Wie viele Menschen haben laut dem Textauszug über die Kommerzialisierung des Gesundheitswesens die Petition zweier Parchimerinnen für den Erhalt der Kinderklinik unterzeichnet?

**** Textauszug ****

Es darf nicht dabei bleiben, dass nur die Betroffenen mit einer großen Lobby gehört werden

Machen wir uns nichts vor: Die Kommerzialisierung des Gesundheitswesens ist nicht umkehrbar. Profit­orientierte Konzerne sind längst etabliert und stellen – auch wenn sie es immer wieder abstreiten – finanzielle Interessen über die Bedürfnisse von Patient*innen und Mitarbeiter*innen.

Das ist aber kein Grund sich zurückzulehnen und zuzuschauen, wie es einfach immer schlimmer wird; wie unprofitable Abteilungen wegrationalisiert werden und Ärzt*innen und Pflegepersonal die Arbeit so sehr erschwert wird, dass sie sich neue Stellen suchen oder gar den Job wechseln.

Nur zu gern verstecken sich die Politiker*innen auf Landes- und Bundesebene hinter der Argumentation, sie könnten einem Unternehmen nicht reinreden. Zu leicht werden die Ausreden der Konzerne geglaubt. Denn: Wer kein Personal finden will, der findet auch keins. Und schafft damit Tatsachen, die Schließungen rechtfertigen.

Die Bürger*innen und Politiker*innen in Parchim zeigen, wie wichtig Engagement ist. Sie sind von Anfang an laut geworden. Sie haben Öffentlichkeit geschaffen und so den Druck erhöht. Asklepios lehnte ein Gesprächsangebot von Bundes-, Landes- und Lokalpolitiker*innen von Linken und SPD zunächst ab. Diese verfassten daraufhin einen offenen Brief. Vergangene Woche fand nun doch ein Gespräch statt. Plötzlich werden Anzeigen in Fachzeitschriften geschaltet, nachdem Gesundheitsminister Harry Glawe (CDU) um Intensivierung der Personalsuche gebeten hat. Mehr als 48.000 Menschen haben die Petition zweier Parchimerinnen für den Erhalt der Kinderklinik unterzeichnet.

Die Schließung einer Kinderstation und eine gefährdete Geburtshilfe treffen natürlich auch einen Nerv: Kinder und Schwangere wecken Emotionalitäten. Das hat den Engagierten sicherlich geholfen.

Es darf aber nicht dabei bleiben, dass nur die Betroffenen mit einer großen Lobby gehört werden. Deshalb ist es wichtig, immer wieder auf die Problematik aufmerksam zu machen. Von Bürger*innen und auch von Ärzt*innen und Pflegekräften. Viele machen das bereits, doch viele haben auch Angst, öffentlich Kritik zu üben – aus Sorge um ihren Arbeitsplatz, den eigenen guten Ruf oder aus Angst vor Klagen der finanzstarken Konzerne.

Nur wenn die Betroffenen so wie jetzt in Parchim oder zuvor in Hamburg unbequem für die Klinikkonzerne sind und vor allem bleiben, wird es den Managern erschwert, ihre Profitstrategie auf Kosten der Versorgung von Menschen weiterzuführen. Nur so wird der Druck auf die Verantwortlichen in der Politik so erhöht, dass sie den dringenden Handlungsbedarf nicht mehr ignorieren können.

**** Vorliegende Zeilen ****

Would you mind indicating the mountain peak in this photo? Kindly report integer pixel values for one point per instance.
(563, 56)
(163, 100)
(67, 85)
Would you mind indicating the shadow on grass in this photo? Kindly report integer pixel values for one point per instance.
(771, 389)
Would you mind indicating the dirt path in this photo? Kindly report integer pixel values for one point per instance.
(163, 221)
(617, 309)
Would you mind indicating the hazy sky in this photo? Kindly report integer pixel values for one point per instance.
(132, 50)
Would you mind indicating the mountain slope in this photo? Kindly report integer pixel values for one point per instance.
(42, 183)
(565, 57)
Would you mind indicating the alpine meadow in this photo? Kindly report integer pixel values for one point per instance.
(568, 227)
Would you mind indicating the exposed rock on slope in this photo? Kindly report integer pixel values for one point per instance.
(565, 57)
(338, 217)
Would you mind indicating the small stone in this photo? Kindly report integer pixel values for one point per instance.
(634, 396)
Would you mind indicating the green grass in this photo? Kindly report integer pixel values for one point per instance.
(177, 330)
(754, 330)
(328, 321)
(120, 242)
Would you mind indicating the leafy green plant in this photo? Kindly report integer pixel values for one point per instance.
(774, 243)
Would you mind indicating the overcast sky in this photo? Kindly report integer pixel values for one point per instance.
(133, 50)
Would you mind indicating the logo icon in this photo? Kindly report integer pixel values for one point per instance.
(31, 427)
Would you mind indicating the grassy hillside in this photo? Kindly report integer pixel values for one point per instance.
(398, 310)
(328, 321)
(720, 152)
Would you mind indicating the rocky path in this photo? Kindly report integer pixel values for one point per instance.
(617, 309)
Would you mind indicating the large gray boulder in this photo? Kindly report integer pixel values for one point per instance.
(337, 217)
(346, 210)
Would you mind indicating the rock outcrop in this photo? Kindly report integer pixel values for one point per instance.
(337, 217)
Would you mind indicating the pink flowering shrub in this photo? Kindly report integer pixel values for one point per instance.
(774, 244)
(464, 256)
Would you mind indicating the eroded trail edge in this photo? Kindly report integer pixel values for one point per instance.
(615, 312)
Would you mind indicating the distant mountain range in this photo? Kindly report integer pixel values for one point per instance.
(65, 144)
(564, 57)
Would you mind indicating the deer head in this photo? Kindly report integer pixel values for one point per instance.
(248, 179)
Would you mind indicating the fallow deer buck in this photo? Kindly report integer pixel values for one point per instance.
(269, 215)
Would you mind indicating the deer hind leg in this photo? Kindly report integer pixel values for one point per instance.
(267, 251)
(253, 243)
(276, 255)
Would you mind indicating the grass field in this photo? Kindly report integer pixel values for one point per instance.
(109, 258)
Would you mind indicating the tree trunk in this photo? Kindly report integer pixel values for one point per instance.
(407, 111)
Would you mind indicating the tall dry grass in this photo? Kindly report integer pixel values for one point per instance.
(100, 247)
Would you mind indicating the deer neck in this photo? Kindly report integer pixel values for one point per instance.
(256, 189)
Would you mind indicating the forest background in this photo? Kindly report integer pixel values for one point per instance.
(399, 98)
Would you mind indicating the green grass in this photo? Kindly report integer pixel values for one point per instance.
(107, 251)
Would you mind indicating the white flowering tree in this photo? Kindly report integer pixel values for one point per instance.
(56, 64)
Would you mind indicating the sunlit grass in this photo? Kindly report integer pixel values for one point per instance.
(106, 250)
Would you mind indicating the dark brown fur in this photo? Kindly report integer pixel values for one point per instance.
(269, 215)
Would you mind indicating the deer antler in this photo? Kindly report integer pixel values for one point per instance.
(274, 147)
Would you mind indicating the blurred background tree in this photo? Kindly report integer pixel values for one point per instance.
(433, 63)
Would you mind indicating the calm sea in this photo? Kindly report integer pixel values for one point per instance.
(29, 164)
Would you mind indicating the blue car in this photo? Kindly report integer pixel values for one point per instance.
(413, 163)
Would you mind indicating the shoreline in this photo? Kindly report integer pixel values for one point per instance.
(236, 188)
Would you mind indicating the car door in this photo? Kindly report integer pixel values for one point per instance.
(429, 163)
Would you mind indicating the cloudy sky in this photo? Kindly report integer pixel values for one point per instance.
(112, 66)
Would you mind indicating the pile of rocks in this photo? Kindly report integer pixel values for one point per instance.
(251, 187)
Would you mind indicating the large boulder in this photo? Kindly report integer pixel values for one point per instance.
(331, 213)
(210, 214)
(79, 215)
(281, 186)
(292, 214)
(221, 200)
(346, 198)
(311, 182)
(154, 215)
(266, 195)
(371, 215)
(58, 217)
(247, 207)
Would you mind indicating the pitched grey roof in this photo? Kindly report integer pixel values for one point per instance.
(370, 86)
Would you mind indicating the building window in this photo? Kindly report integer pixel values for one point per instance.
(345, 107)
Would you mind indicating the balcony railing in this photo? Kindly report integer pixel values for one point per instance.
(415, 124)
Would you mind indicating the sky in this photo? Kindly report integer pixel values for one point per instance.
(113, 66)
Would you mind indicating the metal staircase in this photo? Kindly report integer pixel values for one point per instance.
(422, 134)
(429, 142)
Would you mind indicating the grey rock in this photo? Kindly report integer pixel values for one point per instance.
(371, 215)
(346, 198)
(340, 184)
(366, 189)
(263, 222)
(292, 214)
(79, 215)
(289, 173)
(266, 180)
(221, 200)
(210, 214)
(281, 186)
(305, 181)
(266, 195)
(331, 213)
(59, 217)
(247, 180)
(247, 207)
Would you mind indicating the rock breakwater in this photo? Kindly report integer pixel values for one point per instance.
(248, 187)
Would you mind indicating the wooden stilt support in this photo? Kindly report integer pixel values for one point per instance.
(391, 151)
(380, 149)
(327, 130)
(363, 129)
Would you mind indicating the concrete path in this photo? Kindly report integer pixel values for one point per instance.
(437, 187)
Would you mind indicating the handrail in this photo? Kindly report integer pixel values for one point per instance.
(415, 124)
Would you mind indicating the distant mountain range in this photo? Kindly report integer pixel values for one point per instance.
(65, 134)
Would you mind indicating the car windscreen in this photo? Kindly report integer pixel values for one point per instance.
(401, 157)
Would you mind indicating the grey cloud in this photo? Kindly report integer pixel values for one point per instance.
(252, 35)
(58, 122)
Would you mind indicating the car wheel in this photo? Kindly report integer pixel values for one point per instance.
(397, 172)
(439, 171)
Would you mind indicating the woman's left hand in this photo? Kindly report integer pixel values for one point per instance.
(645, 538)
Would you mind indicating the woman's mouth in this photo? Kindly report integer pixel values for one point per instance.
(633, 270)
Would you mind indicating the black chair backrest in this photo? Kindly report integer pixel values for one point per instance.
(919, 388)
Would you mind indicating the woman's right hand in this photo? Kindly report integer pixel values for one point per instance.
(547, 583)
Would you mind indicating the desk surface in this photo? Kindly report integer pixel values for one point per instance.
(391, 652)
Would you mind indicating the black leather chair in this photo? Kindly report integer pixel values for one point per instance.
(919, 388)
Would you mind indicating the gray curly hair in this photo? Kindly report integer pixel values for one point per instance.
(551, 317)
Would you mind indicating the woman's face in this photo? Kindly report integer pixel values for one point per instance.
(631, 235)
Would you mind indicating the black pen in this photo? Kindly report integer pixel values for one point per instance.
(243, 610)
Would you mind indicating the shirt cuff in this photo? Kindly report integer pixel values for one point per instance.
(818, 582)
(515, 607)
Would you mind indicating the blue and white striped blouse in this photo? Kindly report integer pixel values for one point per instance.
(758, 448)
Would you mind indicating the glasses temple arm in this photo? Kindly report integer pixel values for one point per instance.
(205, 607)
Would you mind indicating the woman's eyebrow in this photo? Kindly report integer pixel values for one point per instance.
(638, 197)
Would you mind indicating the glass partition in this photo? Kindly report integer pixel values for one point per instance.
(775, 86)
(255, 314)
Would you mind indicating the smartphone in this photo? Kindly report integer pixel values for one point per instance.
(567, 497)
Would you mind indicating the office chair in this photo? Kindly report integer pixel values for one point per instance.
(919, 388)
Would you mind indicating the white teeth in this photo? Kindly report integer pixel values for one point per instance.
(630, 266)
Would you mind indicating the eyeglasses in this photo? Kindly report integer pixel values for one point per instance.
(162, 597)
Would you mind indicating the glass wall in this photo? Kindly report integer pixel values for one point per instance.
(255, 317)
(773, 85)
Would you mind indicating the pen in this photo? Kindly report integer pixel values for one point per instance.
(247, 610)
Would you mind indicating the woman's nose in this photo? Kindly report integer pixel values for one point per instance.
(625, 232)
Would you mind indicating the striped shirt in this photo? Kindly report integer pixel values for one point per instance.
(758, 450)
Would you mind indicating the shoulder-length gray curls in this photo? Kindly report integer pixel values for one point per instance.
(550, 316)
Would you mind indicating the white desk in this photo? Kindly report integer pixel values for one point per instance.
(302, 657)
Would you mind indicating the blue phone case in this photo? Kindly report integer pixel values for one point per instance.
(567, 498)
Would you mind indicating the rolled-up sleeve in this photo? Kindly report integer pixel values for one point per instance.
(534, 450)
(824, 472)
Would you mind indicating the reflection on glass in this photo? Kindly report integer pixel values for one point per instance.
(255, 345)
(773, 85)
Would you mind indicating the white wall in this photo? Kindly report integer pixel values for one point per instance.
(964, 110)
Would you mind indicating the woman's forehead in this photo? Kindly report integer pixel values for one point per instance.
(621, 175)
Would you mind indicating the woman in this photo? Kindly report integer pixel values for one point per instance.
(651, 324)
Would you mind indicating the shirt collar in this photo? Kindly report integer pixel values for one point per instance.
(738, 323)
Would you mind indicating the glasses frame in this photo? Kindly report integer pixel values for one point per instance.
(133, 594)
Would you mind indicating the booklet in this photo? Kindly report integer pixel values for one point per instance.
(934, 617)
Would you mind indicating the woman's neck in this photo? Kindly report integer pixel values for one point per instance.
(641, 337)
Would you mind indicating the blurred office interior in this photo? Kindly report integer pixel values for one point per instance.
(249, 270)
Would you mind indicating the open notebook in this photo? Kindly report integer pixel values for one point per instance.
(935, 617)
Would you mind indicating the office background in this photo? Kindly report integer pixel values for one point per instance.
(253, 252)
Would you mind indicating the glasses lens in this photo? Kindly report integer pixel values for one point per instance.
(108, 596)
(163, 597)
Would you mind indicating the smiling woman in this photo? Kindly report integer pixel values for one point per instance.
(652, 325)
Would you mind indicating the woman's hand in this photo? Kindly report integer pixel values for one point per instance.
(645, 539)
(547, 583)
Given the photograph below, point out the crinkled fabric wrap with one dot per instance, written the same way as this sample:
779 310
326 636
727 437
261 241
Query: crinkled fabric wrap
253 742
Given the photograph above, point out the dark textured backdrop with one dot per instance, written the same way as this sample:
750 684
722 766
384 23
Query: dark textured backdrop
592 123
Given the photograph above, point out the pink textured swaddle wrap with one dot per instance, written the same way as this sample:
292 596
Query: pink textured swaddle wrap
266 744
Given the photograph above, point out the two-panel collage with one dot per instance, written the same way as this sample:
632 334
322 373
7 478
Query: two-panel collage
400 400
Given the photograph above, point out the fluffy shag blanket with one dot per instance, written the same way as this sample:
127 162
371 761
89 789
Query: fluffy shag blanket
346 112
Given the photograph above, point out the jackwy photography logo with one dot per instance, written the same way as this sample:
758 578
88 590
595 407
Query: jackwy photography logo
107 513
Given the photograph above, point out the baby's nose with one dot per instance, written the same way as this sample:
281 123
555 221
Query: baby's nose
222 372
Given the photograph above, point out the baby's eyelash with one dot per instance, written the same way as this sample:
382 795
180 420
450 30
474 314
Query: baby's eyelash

****

:: Antwortfeld ::
Mehr als 48.000 Menschen.